*THE REQUEST*. Render the rows from the line containing "Mark the region of every instance of the church" up to and including the line containing "51L117 54L117 61L106" as a two-column CSV with the columns text and answer. Give one CSV line per row, and put each field in double quotes with its line breaks replaced by spaces.
+++ EXERCISE INPUTS +++
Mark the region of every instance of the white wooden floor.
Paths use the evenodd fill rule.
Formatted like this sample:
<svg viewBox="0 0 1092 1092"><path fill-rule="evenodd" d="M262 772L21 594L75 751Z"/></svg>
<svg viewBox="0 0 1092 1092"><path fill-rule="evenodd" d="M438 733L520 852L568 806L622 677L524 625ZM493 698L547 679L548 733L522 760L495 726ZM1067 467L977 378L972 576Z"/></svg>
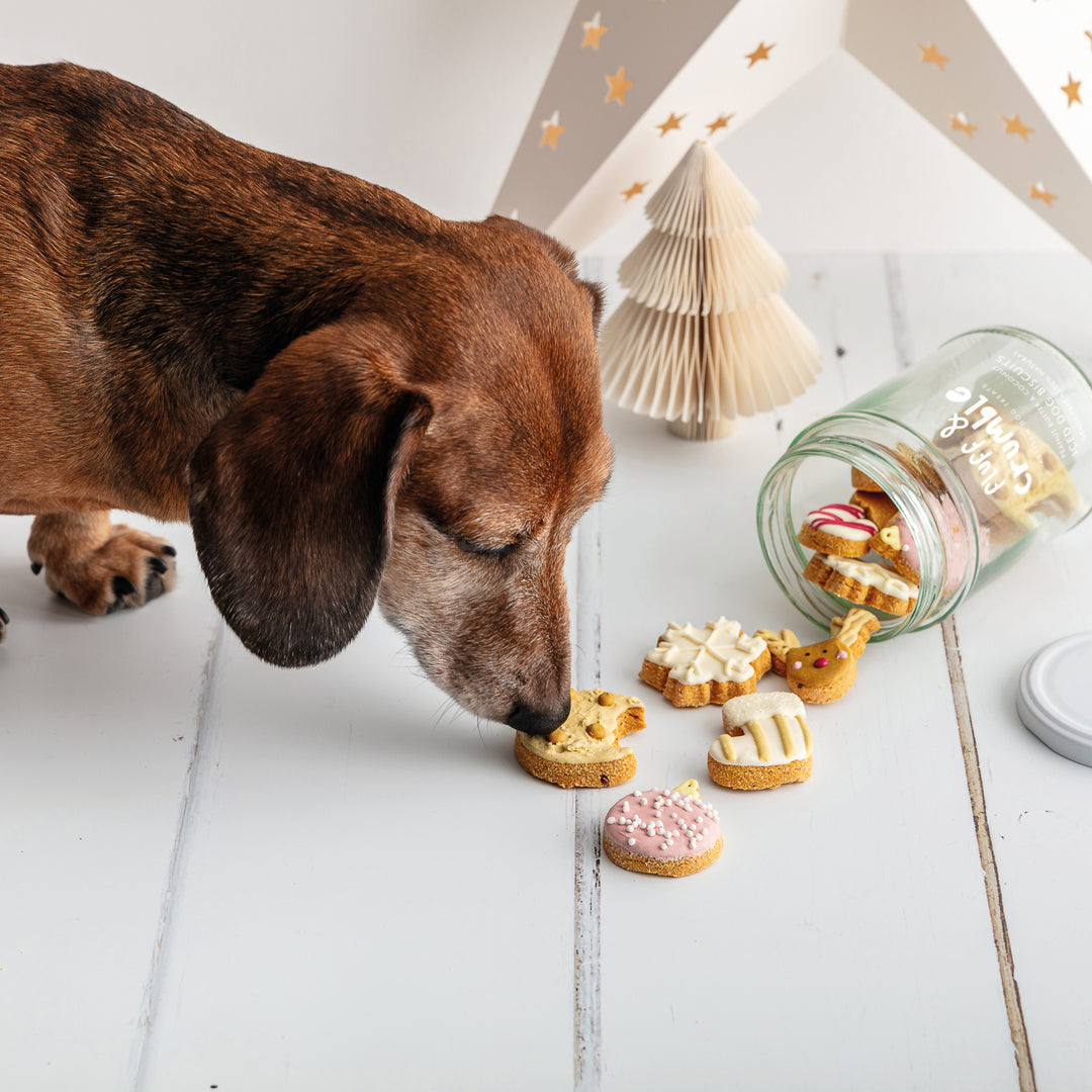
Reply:
<svg viewBox="0 0 1092 1092"><path fill-rule="evenodd" d="M791 266L818 384L717 444L609 410L614 480L570 558L578 684L648 704L630 787L695 776L720 808L695 877L601 858L625 790L529 778L378 617L276 670L225 631L186 527L174 594L86 619L32 575L29 521L0 520L0 1088L1092 1088L1092 769L1013 708L1028 656L1092 628L1092 521L869 648L810 710L804 785L713 786L719 713L637 680L668 619L818 638L753 520L806 423L984 324L1092 368L1083 259Z"/></svg>

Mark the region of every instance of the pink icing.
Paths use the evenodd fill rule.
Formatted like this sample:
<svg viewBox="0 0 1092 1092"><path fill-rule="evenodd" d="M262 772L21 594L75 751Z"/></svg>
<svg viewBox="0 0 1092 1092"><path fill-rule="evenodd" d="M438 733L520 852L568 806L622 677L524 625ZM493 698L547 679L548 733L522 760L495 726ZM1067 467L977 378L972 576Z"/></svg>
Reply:
<svg viewBox="0 0 1092 1092"><path fill-rule="evenodd" d="M876 534L876 524L856 505L824 505L805 517L817 531L838 535L841 529L859 531L866 537Z"/></svg>
<svg viewBox="0 0 1092 1092"><path fill-rule="evenodd" d="M966 572L968 543L966 536L960 527L959 513L956 506L948 497L940 499L939 506L930 497L934 514L940 525L940 536L945 544L945 554L948 558L948 580L945 582L945 592L950 593L959 587L963 574ZM922 560L917 554L917 545L911 534L906 521L897 515L889 526L898 527L899 542L902 546L900 550L903 561L916 572L922 571Z"/></svg>
<svg viewBox="0 0 1092 1092"><path fill-rule="evenodd" d="M646 788L624 796L608 812L604 836L642 857L700 857L721 836L716 809L677 790ZM632 842L632 844L630 844Z"/></svg>

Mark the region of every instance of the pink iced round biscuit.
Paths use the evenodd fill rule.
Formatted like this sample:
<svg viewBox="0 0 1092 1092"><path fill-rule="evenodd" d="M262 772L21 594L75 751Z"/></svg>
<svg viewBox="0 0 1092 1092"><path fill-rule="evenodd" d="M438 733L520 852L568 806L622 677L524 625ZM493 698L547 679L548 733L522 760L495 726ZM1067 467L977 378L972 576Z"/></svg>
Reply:
<svg viewBox="0 0 1092 1092"><path fill-rule="evenodd" d="M804 517L796 537L802 546L840 557L862 557L876 524L859 505L824 505Z"/></svg>
<svg viewBox="0 0 1092 1092"><path fill-rule="evenodd" d="M709 775L725 788L774 788L811 775L811 733L795 693L765 690L724 703L724 733L709 748Z"/></svg>
<svg viewBox="0 0 1092 1092"><path fill-rule="evenodd" d="M606 855L652 876L689 876L711 865L724 848L721 817L689 784L692 793L648 788L618 800L603 823Z"/></svg>

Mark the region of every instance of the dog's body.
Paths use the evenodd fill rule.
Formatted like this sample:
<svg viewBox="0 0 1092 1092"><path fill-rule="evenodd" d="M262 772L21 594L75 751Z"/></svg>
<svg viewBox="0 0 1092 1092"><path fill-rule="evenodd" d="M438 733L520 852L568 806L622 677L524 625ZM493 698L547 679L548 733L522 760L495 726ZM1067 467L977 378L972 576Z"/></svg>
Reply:
<svg viewBox="0 0 1092 1092"><path fill-rule="evenodd" d="M169 586L109 510L190 519L252 651L313 663L379 596L436 681L549 731L561 567L609 470L572 256L441 221L70 64L0 66L0 512L84 609Z"/></svg>

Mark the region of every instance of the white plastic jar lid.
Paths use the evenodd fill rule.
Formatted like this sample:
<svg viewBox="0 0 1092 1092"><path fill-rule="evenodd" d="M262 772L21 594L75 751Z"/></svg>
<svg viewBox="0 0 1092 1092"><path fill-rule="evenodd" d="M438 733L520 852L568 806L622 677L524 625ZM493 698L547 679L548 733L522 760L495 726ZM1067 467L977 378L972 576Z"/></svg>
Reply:
<svg viewBox="0 0 1092 1092"><path fill-rule="evenodd" d="M1024 664L1017 712L1052 750L1092 765L1092 631L1054 641Z"/></svg>

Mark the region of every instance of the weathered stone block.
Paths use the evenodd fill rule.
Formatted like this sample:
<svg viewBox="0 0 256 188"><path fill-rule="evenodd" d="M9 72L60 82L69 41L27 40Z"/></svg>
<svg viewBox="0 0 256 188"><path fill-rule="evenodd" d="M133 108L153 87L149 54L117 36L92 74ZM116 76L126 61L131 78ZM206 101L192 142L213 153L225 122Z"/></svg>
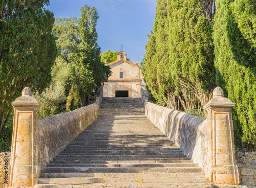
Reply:
<svg viewBox="0 0 256 188"><path fill-rule="evenodd" d="M245 152L244 156L247 159L256 159L256 152Z"/></svg>
<svg viewBox="0 0 256 188"><path fill-rule="evenodd" d="M242 176L242 181L243 183L247 183L249 185L254 185L255 182L255 179L249 176Z"/></svg>
<svg viewBox="0 0 256 188"><path fill-rule="evenodd" d="M244 156L244 153L243 152L236 152L236 158L241 158Z"/></svg>
<svg viewBox="0 0 256 188"><path fill-rule="evenodd" d="M255 159L248 159L247 163L249 164L249 168L256 169L256 160Z"/></svg>
<svg viewBox="0 0 256 188"><path fill-rule="evenodd" d="M241 174L242 176L251 176L254 175L254 171L252 169L244 169L241 171Z"/></svg>

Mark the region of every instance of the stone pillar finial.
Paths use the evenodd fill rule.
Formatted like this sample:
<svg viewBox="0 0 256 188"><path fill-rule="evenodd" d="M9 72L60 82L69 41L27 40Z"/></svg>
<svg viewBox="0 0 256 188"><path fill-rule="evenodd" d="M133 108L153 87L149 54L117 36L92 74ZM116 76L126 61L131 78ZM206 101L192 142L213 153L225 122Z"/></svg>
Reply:
<svg viewBox="0 0 256 188"><path fill-rule="evenodd" d="M37 183L38 118L39 104L25 87L22 97L12 103L14 108L11 161L7 186L32 187Z"/></svg>
<svg viewBox="0 0 256 188"><path fill-rule="evenodd" d="M208 122L206 174L214 183L239 183L231 112L234 106L230 100L223 97L222 89L217 87L214 90L213 99L204 107Z"/></svg>
<svg viewBox="0 0 256 188"><path fill-rule="evenodd" d="M223 97L223 90L220 87L217 87L214 90L214 98L217 97Z"/></svg>
<svg viewBox="0 0 256 188"><path fill-rule="evenodd" d="M32 97L31 89L28 87L26 87L22 90L22 97Z"/></svg>

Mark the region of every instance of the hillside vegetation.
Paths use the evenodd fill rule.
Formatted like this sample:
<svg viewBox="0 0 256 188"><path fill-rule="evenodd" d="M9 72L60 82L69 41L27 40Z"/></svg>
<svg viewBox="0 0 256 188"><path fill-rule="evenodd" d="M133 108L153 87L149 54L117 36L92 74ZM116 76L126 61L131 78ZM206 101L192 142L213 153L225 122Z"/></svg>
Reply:
<svg viewBox="0 0 256 188"><path fill-rule="evenodd" d="M205 116L217 86L236 104L236 145L255 151L256 2L158 0L143 74L156 102Z"/></svg>

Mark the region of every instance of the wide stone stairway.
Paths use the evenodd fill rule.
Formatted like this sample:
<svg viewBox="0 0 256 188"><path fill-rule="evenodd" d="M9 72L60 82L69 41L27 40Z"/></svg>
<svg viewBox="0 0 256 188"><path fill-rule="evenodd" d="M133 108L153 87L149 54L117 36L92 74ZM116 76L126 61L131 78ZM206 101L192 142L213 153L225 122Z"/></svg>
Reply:
<svg viewBox="0 0 256 188"><path fill-rule="evenodd" d="M47 164L37 187L214 187L146 118L141 99L104 98L100 110Z"/></svg>

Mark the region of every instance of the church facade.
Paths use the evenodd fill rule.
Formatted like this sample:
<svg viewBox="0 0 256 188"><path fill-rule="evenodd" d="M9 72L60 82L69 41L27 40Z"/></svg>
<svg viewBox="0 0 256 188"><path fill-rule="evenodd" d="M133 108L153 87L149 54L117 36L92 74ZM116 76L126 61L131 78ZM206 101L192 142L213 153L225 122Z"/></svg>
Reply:
<svg viewBox="0 0 256 188"><path fill-rule="evenodd" d="M121 51L117 54L117 61L106 64L112 74L104 83L103 97L141 97L141 87L145 85L141 66L138 60L135 63L126 60L126 57Z"/></svg>

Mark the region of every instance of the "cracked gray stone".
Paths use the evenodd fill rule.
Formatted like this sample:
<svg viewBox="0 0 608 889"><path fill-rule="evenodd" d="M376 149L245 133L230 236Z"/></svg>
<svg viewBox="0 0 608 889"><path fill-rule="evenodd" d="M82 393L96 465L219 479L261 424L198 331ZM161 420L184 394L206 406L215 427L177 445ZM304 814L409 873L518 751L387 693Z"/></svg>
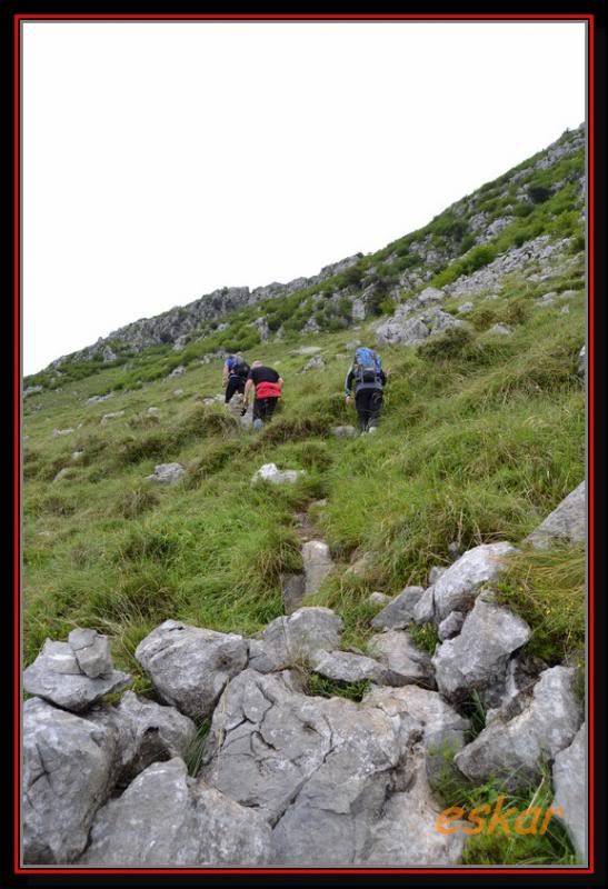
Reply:
<svg viewBox="0 0 608 889"><path fill-rule="evenodd" d="M268 863L270 828L175 758L141 772L99 810L84 867L259 867Z"/></svg>
<svg viewBox="0 0 608 889"><path fill-rule="evenodd" d="M413 618L413 609L425 592L423 587L406 587L371 620L375 630L402 630Z"/></svg>
<svg viewBox="0 0 608 889"><path fill-rule="evenodd" d="M408 632L388 630L376 633L369 640L368 651L387 668L387 682L390 685L435 685L430 656L413 643Z"/></svg>
<svg viewBox="0 0 608 889"><path fill-rule="evenodd" d="M585 723L569 747L560 750L554 761L552 805L561 807L566 829L581 863L587 857L587 730Z"/></svg>
<svg viewBox="0 0 608 889"><path fill-rule="evenodd" d="M81 672L74 651L68 642L47 639L42 651L23 671L23 688L66 710L81 712L103 695L119 691L131 681L120 670L91 679Z"/></svg>
<svg viewBox="0 0 608 889"><path fill-rule="evenodd" d="M509 656L530 635L521 618L478 598L459 636L442 642L433 655L439 692L447 700L458 701L474 690L502 690Z"/></svg>
<svg viewBox="0 0 608 889"><path fill-rule="evenodd" d="M161 700L202 719L212 711L228 680L247 666L242 636L166 620L136 649L136 660Z"/></svg>
<svg viewBox="0 0 608 889"><path fill-rule="evenodd" d="M93 708L87 718L116 731L119 782L129 781L152 762L186 757L197 727L175 707L163 707L126 691L117 707Z"/></svg>
<svg viewBox="0 0 608 889"><path fill-rule="evenodd" d="M112 658L107 636L101 636L97 630L77 628L68 636L68 643L80 670L90 679L111 673Z"/></svg>
<svg viewBox="0 0 608 889"><path fill-rule="evenodd" d="M435 620L439 623L450 611L466 611L481 585L497 578L514 551L511 543L482 543L460 556L435 583Z"/></svg>
<svg viewBox="0 0 608 889"><path fill-rule="evenodd" d="M342 619L330 608L299 608L249 640L249 667L266 673L307 662L317 651L338 648L341 632Z"/></svg>
<svg viewBox="0 0 608 889"><path fill-rule="evenodd" d="M476 782L497 776L510 790L538 780L541 763L567 748L582 722L574 675L568 667L545 670L520 713L510 720L492 719L456 755L460 771Z"/></svg>
<svg viewBox="0 0 608 889"><path fill-rule="evenodd" d="M70 863L113 785L114 732L30 698L22 738L24 862Z"/></svg>

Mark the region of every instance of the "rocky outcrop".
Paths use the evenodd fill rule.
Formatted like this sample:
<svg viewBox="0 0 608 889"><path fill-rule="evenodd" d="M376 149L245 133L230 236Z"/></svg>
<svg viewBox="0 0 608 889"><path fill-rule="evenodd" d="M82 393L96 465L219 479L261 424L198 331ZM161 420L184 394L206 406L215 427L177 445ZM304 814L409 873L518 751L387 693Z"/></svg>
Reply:
<svg viewBox="0 0 608 889"><path fill-rule="evenodd" d="M77 659L77 652L68 642L53 642L47 639L42 651L33 663L23 671L23 688L30 695L37 695L66 710L81 712L103 695L126 688L131 681L128 673L114 670L109 662L104 673L91 677L92 666L89 661L89 673L84 672ZM108 661L100 658L98 665Z"/></svg>
<svg viewBox="0 0 608 889"><path fill-rule="evenodd" d="M530 638L528 625L506 608L477 599L462 629L435 652L432 666L440 693L451 701L474 691L499 703L509 656Z"/></svg>
<svg viewBox="0 0 608 889"><path fill-rule="evenodd" d="M162 801L162 805L159 805ZM156 762L96 816L83 867L260 867L270 828L179 758Z"/></svg>
<svg viewBox="0 0 608 889"><path fill-rule="evenodd" d="M476 782L497 776L509 789L538 780L542 762L572 742L582 721L574 672L567 667L545 670L521 712L510 720L492 719L456 755L460 771Z"/></svg>
<svg viewBox="0 0 608 889"><path fill-rule="evenodd" d="M430 656L415 645L408 632L388 630L376 633L368 642L368 651L386 667L387 681L391 686L417 682L435 685Z"/></svg>
<svg viewBox="0 0 608 889"><path fill-rule="evenodd" d="M406 587L371 620L375 630L402 630L413 618L413 610L425 592L423 587Z"/></svg>
<svg viewBox="0 0 608 889"><path fill-rule="evenodd" d="M23 858L68 863L114 779L113 731L40 698L23 706Z"/></svg>
<svg viewBox="0 0 608 889"><path fill-rule="evenodd" d="M297 481L303 475L303 469L278 469L276 463L265 463L253 472L251 481L269 481L271 485L285 485Z"/></svg>
<svg viewBox="0 0 608 889"><path fill-rule="evenodd" d="M378 685L387 682L387 670L373 658L352 651L318 651L312 656L310 667L313 672L333 682L365 682Z"/></svg>
<svg viewBox="0 0 608 889"><path fill-rule="evenodd" d="M96 630L77 628L68 636L68 645L84 676L97 679L111 673L112 659L107 636L101 636Z"/></svg>
<svg viewBox="0 0 608 889"><path fill-rule="evenodd" d="M441 575L433 587L435 617L447 618L450 611L466 611L482 583L497 578L505 558L514 552L511 543L482 543L468 550Z"/></svg>
<svg viewBox="0 0 608 889"><path fill-rule="evenodd" d="M319 651L338 648L341 632L342 620L329 608L299 608L249 640L249 666L266 673L306 663Z"/></svg>
<svg viewBox="0 0 608 889"><path fill-rule="evenodd" d="M161 700L191 719L209 716L228 680L245 669L242 636L166 620L136 649Z"/></svg>
<svg viewBox="0 0 608 889"><path fill-rule="evenodd" d="M117 707L96 707L87 719L113 730L117 742L117 781L124 782L152 762L185 757L197 727L175 707L127 691Z"/></svg>
<svg viewBox="0 0 608 889"><path fill-rule="evenodd" d="M202 775L272 826L277 867L348 867L391 853L407 865L430 848L439 860L456 860L459 841L438 835L433 818L422 817L437 810L422 778L413 792L413 747L422 736L403 706L389 715L373 699L310 698L289 672L247 670L216 710ZM397 788L403 798L395 796ZM415 831L392 851L382 846L383 828L392 823L387 798ZM391 842L398 842L395 825Z"/></svg>
<svg viewBox="0 0 608 889"><path fill-rule="evenodd" d="M587 856L587 730L585 723L572 743L556 756L554 762L554 807L561 810L561 820L572 840L578 860Z"/></svg>
<svg viewBox="0 0 608 889"><path fill-rule="evenodd" d="M317 592L333 569L329 547L323 540L308 540L302 546L305 593Z"/></svg>
<svg viewBox="0 0 608 889"><path fill-rule="evenodd" d="M158 485L176 485L185 473L186 469L181 463L159 463L155 467L152 475L146 476L146 479L156 481Z"/></svg>

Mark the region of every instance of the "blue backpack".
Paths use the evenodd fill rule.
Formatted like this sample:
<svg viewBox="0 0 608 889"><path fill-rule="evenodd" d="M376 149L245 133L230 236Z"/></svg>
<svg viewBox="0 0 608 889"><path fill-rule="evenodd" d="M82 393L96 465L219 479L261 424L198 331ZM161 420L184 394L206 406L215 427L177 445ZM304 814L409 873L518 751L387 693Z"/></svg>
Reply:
+++
*WORKED SOLUTION*.
text,answer
"Mark the region of every instance of the church facade. Paths use the evenodd fill rule. Formatted like this sample: <svg viewBox=""0 0 256 188""><path fill-rule=""evenodd"" d=""M9 72L60 82L69 41L27 40Z""/></svg> <svg viewBox=""0 0 256 188""><path fill-rule=""evenodd"" d=""M133 108L153 87L149 54L117 36L92 74ZM116 76L126 61L131 78ZM206 101L192 142L213 153L225 122Z""/></svg> Reply:","<svg viewBox=""0 0 256 188""><path fill-rule=""evenodd"" d=""M121 51L117 54L117 61L106 64L112 74L104 83L103 97L141 97L141 87L145 85L141 66L138 60L135 63L126 60L126 57Z""/></svg>"